Задание >> Процитируйте дословно фрагмент пунктов ниже: от строки с «Annotation guideline. For every instance of the circular» до строки с «[(86, 23), (392, 105), (83, 239), (192, 22)]» включительно.

Исходные данные >>

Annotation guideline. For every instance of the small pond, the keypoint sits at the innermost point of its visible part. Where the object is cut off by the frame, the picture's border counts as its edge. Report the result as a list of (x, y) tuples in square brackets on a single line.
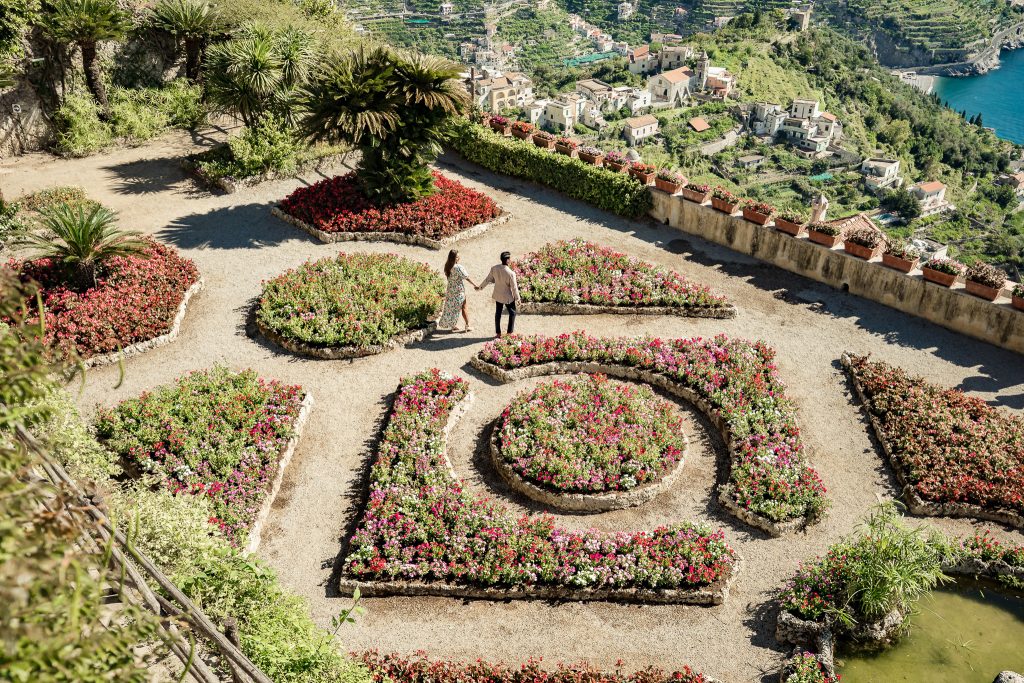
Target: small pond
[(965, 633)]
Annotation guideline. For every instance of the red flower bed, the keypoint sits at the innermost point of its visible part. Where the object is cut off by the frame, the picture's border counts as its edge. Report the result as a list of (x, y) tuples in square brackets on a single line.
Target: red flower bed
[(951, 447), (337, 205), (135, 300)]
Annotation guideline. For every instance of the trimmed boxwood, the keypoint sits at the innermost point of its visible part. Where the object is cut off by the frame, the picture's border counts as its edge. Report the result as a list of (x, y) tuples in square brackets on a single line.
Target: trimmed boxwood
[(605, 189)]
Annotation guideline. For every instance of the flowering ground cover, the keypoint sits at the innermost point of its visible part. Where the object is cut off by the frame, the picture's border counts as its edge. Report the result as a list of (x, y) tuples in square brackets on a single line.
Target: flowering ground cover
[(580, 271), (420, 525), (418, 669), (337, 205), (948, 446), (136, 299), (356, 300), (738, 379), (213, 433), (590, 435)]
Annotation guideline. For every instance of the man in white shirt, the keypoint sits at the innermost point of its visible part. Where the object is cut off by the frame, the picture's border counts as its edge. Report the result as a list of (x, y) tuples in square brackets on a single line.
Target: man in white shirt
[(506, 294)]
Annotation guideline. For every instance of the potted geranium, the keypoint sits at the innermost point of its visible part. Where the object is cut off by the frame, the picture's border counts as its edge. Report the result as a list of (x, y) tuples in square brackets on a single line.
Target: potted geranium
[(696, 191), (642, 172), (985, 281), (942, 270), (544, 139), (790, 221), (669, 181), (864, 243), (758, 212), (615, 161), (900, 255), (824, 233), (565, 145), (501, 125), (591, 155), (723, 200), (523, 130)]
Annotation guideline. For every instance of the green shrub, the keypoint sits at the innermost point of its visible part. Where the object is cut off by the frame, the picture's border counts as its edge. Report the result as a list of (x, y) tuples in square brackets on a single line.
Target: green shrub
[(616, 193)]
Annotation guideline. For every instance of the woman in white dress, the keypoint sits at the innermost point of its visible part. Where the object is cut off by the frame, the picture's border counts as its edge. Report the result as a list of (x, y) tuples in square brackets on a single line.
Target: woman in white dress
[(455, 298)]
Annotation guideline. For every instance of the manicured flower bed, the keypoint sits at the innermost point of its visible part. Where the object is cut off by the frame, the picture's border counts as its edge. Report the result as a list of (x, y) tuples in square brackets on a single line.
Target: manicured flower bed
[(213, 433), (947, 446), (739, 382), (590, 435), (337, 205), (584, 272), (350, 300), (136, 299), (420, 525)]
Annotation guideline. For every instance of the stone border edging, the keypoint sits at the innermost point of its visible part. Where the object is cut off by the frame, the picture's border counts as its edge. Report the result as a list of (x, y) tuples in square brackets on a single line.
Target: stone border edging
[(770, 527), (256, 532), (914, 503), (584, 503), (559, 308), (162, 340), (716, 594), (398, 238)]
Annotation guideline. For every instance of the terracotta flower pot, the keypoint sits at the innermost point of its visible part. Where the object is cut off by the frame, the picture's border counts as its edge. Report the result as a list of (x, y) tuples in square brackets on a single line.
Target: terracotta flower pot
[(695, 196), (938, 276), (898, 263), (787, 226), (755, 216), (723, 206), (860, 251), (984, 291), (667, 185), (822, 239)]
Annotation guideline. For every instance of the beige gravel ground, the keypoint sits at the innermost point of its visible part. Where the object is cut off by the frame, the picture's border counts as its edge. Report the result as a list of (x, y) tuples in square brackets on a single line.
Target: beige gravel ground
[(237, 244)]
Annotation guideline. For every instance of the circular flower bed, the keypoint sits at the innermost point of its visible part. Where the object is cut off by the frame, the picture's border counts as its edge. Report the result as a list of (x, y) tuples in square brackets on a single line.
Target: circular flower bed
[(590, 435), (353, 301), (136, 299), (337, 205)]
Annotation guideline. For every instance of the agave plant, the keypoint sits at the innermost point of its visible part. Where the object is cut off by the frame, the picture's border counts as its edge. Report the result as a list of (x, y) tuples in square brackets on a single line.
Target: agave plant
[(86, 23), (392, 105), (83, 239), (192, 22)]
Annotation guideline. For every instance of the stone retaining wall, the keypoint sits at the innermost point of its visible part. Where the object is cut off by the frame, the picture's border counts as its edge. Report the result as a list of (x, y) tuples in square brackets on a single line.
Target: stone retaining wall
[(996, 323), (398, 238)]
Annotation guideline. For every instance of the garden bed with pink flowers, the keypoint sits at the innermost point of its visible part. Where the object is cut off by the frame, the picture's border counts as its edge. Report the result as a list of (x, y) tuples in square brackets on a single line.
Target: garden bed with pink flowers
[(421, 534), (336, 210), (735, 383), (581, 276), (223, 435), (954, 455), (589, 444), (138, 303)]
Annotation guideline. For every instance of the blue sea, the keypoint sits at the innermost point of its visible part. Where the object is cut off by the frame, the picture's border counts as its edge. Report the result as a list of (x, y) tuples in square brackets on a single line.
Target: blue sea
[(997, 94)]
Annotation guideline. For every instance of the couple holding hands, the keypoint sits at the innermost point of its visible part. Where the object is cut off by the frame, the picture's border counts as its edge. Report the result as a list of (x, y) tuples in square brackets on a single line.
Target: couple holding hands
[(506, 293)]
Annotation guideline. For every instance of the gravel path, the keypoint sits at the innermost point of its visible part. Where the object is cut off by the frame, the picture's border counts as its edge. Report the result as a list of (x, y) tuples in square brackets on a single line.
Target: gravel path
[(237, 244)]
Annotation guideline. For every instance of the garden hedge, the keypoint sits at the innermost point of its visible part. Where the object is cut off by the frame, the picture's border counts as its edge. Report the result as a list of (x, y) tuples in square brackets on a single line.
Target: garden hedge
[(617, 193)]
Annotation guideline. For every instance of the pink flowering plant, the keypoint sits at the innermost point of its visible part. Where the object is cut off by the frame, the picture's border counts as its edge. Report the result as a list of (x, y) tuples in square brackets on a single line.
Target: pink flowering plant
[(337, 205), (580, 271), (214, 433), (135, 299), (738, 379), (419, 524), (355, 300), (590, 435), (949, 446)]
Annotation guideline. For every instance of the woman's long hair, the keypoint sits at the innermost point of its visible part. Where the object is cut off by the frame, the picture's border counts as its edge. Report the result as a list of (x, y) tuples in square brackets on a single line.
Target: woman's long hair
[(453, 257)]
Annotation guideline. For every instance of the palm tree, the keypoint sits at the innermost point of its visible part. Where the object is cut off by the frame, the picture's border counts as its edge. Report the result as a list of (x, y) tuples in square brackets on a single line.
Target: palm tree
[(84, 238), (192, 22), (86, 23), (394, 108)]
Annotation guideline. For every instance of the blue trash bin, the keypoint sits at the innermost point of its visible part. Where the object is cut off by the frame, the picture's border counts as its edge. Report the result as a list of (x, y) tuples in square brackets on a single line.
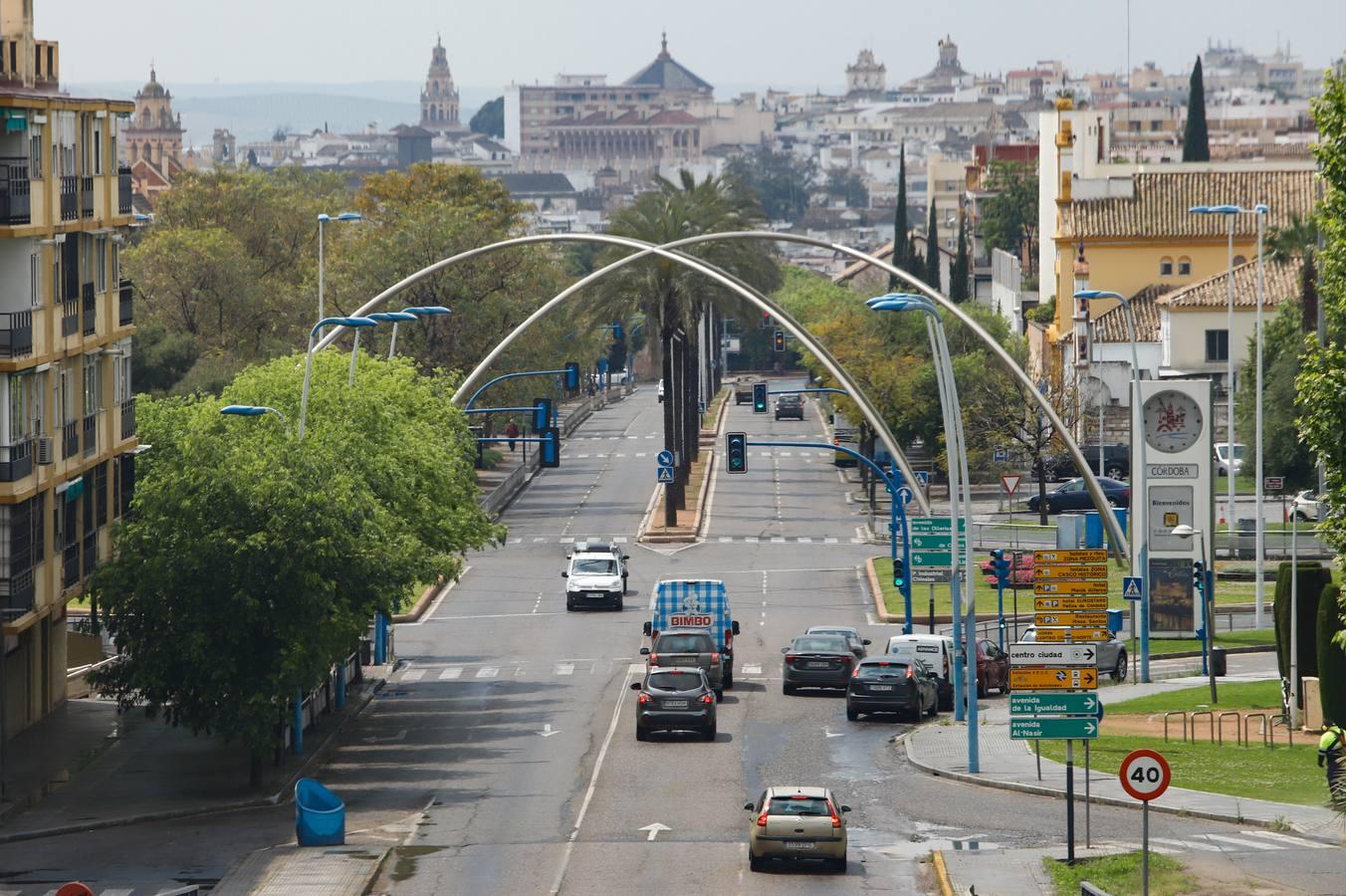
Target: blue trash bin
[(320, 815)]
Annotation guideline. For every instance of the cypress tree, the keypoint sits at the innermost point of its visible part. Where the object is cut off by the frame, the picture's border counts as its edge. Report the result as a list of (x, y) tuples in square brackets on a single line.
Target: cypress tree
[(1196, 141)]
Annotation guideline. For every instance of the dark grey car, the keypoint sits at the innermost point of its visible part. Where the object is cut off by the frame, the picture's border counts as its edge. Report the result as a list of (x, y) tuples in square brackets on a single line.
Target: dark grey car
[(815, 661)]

Письменное решение >>
Annotation guideline. For every instance of the circular flower bed, the keypoint sits at the innermost point of its visible part. Where the object is cut off by the frame, the picture's border counts as its edge. Report the result as a list of (x, y) tuples in square brackets on a single line.
Target: circular flower bed
[(590, 435), (353, 301), (136, 299), (337, 205)]
Annotation guideline. For every instance of the agave plant, the keypoint sits at the innermost point of its visible part. Where the object is cut off by the frame, the picture's border counts as its edge. Report the result as a list of (x, y) tuples in square brackets on a single line.
Target: agave plant
[(86, 23), (392, 105), (83, 239), (192, 22)]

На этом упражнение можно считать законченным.